Excerpted data —
————

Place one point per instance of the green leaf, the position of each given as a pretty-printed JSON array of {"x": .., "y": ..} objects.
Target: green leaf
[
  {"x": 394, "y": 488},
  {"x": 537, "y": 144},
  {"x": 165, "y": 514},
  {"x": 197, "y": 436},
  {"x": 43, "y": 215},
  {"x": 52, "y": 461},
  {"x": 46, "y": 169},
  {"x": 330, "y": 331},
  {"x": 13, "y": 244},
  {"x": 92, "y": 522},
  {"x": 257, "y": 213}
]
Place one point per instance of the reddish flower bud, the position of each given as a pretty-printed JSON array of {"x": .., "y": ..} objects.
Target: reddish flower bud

————

Problem —
Convert every line of the rows above into a Markdown table with the columns No. and Line, numbering each line in order and omitting blank lines.

Completed exercise —
| No. | Line |
|---|---|
| 1 | Place one point per instance of the green leaf, the position of each given as a pretty-printed JSON array of {"x": .., "y": ..} objects. |
| 2 | Target: green leaf |
| 3 | [ |
| 4 |   {"x": 394, "y": 488}, |
| 5 |   {"x": 537, "y": 144}, |
| 6 |   {"x": 165, "y": 514}, |
| 7 |   {"x": 197, "y": 436}, |
| 8 |   {"x": 43, "y": 215}, |
| 9 |   {"x": 52, "y": 461}, |
| 10 |   {"x": 46, "y": 169}, |
| 11 |   {"x": 330, "y": 331}, |
| 12 |   {"x": 13, "y": 244}, |
| 13 |   {"x": 92, "y": 522}, |
| 14 |   {"x": 257, "y": 213} |
| 15 | ] |
| 16 | Place one point per instance of the reddish flower bud, the position of each given as a pretty-printed JSON array of {"x": .., "y": ..} objects. |
| 17 | Target: reddish flower bud |